## [WHAT YOU HAVE TO DO]
Rewrite everything in the decision excerpt below from "Mr Dut’s submissions" down to "application against Caterfare.", putting "argued" wherever "submitted" appears.

## [QUOTED PASSAGE]
════

Mr Dut’s submissions

[20] Mr Dut submitted that there was no evidence in the Ai Group letter of 31 March 2014 that he was not employed by Caterfare and that he was employed by Flexi. He submitted that he pursued his application because there was no investigation of the circumstances leading to the termination of his employment and the he was unaware that as a labour hire employee of Flexi that he was unable to bring an application against Caterfare.

Consideration

[21] A decision to award costs under s.611 of the Act is discretionary. As noted, in the context of s.170CJ of the Workplace Relations Act 1996 in McKenzie v Meran Rise Pty Ltd 5it involves a two stage process:

    “In the first place it is necessary to ascertain whether the situation is one in which there is a power to award costs. If the Commission decides it is such a situation, it will then have to consider whether in all of the circumstances an order for costs is appropriate.”

════

## [DATASET]

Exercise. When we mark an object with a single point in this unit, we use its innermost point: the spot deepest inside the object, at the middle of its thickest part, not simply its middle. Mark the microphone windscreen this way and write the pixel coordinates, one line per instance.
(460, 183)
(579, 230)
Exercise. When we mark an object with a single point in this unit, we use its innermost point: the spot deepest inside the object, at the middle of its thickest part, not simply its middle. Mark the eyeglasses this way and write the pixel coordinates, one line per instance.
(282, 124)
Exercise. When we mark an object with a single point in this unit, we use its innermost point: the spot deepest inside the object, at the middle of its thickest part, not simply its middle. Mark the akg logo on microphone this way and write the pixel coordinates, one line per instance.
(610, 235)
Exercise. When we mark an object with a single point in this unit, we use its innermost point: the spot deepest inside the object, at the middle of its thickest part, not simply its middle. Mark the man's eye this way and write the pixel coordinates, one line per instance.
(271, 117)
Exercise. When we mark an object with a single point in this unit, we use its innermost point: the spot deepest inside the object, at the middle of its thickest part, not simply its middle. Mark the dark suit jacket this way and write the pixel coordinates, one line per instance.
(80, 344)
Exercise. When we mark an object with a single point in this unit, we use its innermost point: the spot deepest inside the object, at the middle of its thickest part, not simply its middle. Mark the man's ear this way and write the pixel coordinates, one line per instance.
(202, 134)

════

## [RESPONSE TO THE TASK]
Mr Dut’s submissions

[20] Mr Dut argued that there was no evidence in the Ai Group letter of 31 March 2014 that he was not employed by Caterfare and that he was employed by Flexi. He argued that he pursued his application because there was no investigation of the circumstances leading to the termination of his employment and the he was unaware that as a labour hire employee of Flexi that he was unable to bring an application against Caterfare.